Data supplied —
↓

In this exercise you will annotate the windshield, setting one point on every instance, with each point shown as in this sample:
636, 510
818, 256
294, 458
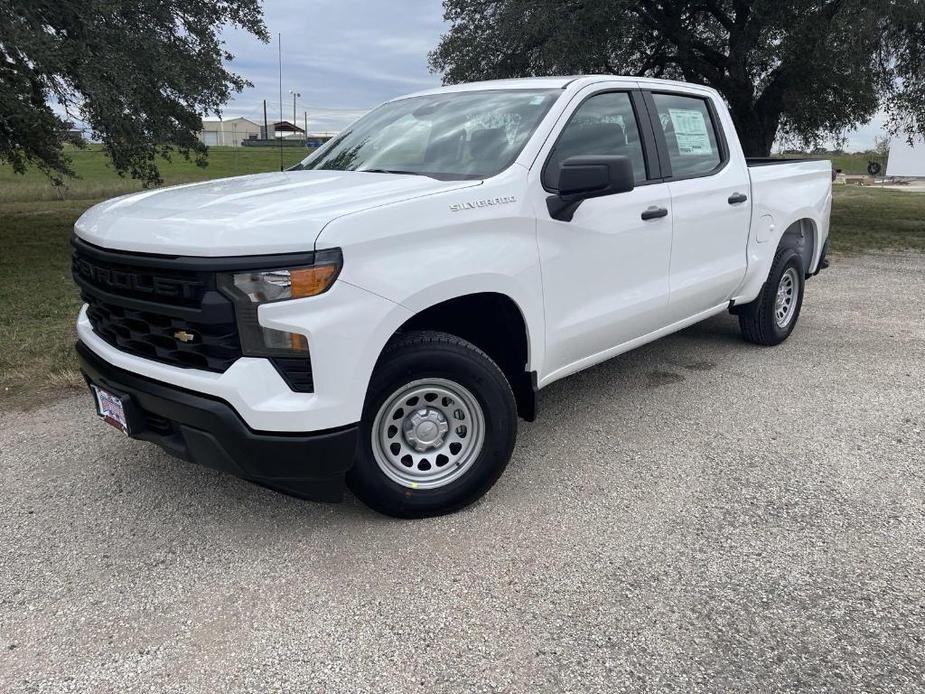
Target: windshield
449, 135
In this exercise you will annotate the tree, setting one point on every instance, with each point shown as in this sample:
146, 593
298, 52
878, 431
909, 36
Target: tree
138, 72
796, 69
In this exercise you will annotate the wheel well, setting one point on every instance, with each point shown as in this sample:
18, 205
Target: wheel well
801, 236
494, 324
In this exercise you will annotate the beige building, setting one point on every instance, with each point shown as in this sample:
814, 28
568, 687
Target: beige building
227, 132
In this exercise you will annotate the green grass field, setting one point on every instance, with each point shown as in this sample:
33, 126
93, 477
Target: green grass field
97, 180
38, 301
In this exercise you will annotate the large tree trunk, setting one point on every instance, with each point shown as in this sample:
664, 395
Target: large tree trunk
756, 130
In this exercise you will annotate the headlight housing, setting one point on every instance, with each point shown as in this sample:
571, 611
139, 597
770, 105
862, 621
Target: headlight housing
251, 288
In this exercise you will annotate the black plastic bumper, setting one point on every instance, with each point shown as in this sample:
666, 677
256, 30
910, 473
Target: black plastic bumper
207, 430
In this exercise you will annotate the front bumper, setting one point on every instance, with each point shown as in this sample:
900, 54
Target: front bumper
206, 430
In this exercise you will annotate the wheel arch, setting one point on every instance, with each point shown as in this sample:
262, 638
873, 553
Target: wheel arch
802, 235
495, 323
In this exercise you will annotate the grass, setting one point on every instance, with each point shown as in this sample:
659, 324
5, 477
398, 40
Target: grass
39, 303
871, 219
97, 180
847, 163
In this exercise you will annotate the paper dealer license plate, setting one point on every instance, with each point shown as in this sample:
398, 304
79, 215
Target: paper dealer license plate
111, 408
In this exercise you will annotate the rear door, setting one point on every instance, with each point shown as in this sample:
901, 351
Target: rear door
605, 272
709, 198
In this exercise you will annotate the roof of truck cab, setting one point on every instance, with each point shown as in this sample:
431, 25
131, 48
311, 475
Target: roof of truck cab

↑

Activity — Return the material above verbatim. Pictures are to be excluded.

Your solution —
In this exercise you will annotate the windshield, setting one point on every instance, with each point shown as in this sample:
636, 510
818, 256
294, 458
Target: windshield
449, 135
In this exercise you will annotate the tree, setting one point on every instance, with each point shown as in this sample:
146, 593
298, 52
878, 431
909, 36
Target: tree
138, 72
796, 69
In this exercise you will annotate the wheel well, setting one point on every instance, with each point shown as in this sample:
18, 205
Target: wheel well
801, 236
494, 324
In this exercise you will annotate the beige building, setting one point on every instance, with each point shown as in this sample:
814, 28
568, 687
Target: beige building
227, 132
In this exercise you will annotate the green grass field, setting one point on every instance, with each point shown as in this sample:
33, 126
93, 477
Target: green grass field
97, 180
38, 301
In this exercise you will annotate the large tree trunk, setting one point on every instance, with each point shown as in this sample:
664, 395
Target: large tree trunk
756, 130
In this exercise you will annotate the headlight housing, setting one point on every instance, with each point shown as in this sample:
571, 611
139, 597
770, 105
862, 621
Target: headlight housing
251, 288
In this exercise you will annotate the black plastic bumper, setting one point on every instance, with each point shown as in this sample:
666, 677
256, 30
910, 473
Target: black plastic bumper
207, 430
In this exercise you will annotate the front bumper, setting one point on every instance, with each point shown as in this sample:
900, 54
Target: front bumper
206, 430
In this exercise you will annotate the wheel arch, setting one point on every instance, with each point shown as in this sample:
262, 638
873, 553
Target: wheel arch
802, 235
495, 323
In this exercise you will annotate the grass, setting one point on every instance, with each point shown as in this sample:
659, 324
5, 477
398, 40
Target: grass
39, 303
871, 219
97, 180
847, 163
In this exercise you will annotate the paper dealer license plate, setting one point on every instance, with each point shown as in this sample:
398, 304
79, 215
Target: paper dealer license plate
111, 408
In this exercise you will annotate the rear door, setting one point on every instance, with each point shown as in this sample:
901, 351
Target: rear door
605, 272
709, 198
In this exercise you will annotate the roof of truck cab, setting one point on every instance, with each point shown as in this sample:
431, 25
131, 48
311, 475
Target: roof of truck cab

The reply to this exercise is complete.